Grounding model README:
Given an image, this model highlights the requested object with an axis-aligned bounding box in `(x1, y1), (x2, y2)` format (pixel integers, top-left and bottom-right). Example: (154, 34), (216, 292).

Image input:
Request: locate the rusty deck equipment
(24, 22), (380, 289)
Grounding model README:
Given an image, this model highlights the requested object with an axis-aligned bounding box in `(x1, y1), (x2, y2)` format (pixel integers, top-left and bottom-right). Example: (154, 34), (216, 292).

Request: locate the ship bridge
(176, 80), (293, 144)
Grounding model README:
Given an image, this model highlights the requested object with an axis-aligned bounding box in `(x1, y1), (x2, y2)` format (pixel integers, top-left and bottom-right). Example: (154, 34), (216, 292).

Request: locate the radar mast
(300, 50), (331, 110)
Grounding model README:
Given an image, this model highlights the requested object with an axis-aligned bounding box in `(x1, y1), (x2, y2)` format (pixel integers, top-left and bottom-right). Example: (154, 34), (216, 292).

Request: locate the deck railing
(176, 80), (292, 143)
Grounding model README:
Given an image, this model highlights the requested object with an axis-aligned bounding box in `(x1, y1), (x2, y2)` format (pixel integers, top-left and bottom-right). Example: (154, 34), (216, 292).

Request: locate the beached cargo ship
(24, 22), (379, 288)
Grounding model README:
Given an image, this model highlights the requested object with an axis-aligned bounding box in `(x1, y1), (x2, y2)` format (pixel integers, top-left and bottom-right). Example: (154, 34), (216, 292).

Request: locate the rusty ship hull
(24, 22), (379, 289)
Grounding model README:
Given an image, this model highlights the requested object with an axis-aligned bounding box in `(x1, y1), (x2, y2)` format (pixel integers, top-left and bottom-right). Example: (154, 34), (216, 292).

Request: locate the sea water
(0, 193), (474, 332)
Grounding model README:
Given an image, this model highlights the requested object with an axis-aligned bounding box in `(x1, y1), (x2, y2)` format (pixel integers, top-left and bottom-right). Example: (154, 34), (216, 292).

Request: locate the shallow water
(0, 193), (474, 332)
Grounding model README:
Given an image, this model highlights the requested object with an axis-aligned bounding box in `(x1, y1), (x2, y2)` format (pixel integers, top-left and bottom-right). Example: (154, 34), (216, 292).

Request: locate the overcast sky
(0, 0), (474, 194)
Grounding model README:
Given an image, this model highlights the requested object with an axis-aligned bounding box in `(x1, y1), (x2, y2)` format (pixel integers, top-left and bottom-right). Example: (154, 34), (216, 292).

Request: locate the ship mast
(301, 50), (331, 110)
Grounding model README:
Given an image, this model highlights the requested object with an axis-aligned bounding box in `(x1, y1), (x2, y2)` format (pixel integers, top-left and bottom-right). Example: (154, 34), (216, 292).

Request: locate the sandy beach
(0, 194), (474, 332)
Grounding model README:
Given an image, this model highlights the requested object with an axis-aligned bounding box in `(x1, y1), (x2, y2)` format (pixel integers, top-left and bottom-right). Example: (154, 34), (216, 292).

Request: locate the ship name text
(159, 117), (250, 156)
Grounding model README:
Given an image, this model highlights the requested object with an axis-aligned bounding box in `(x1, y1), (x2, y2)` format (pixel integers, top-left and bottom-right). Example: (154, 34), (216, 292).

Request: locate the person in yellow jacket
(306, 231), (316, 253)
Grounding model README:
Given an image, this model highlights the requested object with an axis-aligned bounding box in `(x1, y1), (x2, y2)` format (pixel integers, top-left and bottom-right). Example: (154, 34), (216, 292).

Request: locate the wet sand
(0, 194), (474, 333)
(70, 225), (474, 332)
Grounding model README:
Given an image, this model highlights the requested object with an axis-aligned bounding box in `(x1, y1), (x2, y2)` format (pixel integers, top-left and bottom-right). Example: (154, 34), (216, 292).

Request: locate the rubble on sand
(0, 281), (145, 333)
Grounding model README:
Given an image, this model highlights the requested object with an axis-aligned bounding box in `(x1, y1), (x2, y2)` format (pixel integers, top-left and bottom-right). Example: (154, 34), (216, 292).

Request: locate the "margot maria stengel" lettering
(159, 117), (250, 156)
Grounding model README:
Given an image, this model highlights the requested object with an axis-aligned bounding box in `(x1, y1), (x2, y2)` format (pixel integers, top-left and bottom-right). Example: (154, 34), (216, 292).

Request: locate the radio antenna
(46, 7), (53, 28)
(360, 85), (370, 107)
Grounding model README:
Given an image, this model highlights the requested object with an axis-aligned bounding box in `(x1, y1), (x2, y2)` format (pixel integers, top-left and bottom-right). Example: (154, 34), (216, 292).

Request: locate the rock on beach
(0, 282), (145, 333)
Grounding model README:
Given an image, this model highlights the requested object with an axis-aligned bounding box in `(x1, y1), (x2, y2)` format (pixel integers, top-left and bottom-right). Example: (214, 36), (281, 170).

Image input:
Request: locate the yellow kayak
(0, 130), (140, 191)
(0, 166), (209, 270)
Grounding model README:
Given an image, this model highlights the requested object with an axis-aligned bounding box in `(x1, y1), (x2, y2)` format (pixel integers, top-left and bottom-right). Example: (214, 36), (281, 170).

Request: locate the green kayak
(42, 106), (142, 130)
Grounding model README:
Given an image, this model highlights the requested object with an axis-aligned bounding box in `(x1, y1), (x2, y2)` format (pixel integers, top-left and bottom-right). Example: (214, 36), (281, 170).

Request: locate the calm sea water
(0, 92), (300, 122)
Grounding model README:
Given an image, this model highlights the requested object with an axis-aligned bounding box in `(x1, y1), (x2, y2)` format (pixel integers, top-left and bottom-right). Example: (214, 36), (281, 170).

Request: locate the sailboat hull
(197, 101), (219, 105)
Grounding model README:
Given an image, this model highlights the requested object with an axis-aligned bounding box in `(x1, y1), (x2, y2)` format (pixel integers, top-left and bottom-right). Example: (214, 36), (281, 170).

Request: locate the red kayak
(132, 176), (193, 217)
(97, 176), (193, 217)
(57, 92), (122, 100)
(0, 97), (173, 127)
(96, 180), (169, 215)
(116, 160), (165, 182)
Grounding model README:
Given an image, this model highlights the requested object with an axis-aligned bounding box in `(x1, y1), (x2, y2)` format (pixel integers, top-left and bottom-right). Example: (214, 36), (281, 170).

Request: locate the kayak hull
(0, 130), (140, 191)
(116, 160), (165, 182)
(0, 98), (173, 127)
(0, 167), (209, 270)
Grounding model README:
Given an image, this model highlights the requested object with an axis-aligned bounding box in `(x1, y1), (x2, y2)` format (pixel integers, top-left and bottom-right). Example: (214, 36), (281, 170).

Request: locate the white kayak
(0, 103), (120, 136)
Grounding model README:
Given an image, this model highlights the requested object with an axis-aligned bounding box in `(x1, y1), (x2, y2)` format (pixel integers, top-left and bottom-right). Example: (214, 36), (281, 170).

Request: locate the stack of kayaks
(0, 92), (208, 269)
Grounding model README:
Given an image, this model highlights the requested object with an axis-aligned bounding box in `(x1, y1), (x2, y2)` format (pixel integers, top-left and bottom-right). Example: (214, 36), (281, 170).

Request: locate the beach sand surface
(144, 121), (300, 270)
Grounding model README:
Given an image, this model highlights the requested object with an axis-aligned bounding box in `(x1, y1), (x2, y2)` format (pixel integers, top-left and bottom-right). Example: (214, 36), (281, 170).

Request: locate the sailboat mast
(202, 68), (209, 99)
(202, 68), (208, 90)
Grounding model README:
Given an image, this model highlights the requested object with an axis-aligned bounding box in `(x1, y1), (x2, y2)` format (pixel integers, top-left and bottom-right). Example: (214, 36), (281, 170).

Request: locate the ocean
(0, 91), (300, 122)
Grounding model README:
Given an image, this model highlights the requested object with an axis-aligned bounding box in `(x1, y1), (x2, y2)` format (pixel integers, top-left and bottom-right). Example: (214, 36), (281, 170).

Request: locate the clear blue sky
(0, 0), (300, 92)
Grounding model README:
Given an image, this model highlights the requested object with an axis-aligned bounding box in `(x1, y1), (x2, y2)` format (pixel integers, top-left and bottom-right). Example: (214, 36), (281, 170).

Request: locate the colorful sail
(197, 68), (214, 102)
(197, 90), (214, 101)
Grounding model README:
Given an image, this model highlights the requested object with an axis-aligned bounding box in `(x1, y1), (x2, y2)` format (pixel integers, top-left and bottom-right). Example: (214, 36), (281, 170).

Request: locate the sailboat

━━━━━━

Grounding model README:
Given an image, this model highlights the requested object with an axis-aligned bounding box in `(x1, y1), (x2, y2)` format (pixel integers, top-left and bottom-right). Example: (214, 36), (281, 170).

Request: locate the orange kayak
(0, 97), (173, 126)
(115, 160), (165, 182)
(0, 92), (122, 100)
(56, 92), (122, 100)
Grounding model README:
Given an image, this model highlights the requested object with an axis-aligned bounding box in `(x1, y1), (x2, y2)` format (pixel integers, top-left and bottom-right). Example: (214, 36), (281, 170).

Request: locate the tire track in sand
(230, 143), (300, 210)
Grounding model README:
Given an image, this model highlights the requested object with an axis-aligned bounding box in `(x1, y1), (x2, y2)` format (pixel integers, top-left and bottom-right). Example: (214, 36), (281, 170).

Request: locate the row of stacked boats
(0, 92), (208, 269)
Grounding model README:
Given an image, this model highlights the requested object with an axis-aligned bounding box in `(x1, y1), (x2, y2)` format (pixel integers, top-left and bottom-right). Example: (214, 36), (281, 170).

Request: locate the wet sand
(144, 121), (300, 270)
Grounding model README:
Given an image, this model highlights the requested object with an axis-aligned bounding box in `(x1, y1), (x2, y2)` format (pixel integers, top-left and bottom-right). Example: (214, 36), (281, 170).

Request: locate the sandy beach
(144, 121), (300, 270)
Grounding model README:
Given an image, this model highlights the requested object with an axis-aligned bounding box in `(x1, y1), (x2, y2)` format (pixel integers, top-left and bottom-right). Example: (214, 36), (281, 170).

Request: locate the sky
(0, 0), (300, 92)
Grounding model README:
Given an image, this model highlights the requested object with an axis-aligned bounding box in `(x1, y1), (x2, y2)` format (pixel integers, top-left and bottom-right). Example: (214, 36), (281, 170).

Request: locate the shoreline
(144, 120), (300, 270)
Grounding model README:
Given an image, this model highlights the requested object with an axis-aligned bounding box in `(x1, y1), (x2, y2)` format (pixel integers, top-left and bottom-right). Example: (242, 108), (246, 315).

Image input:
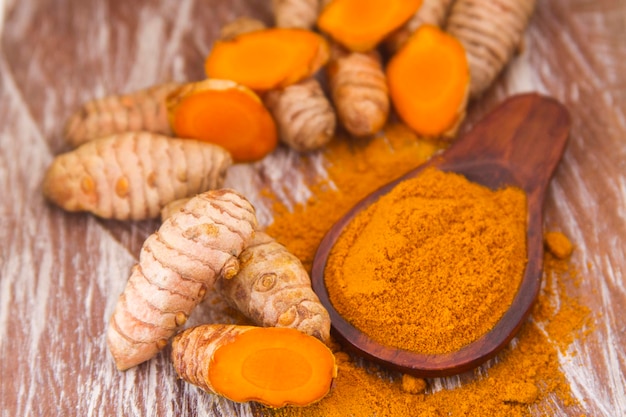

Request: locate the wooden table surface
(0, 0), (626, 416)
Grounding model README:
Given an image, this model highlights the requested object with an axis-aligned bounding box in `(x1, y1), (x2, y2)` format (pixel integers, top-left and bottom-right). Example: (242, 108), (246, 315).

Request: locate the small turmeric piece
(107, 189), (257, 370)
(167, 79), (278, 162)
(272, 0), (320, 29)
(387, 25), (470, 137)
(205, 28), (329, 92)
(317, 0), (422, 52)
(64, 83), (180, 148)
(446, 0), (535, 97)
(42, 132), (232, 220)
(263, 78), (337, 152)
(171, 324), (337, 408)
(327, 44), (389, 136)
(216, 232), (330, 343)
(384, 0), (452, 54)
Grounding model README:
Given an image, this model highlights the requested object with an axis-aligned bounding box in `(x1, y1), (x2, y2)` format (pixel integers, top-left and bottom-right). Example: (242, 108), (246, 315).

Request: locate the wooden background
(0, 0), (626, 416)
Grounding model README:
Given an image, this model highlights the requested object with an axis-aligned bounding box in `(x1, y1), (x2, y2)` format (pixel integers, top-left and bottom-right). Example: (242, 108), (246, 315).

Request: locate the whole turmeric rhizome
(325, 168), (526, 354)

━━━━━━

How many lines of the records above contain the string "turmeric", with case taken into account? Reply with the number alone.

2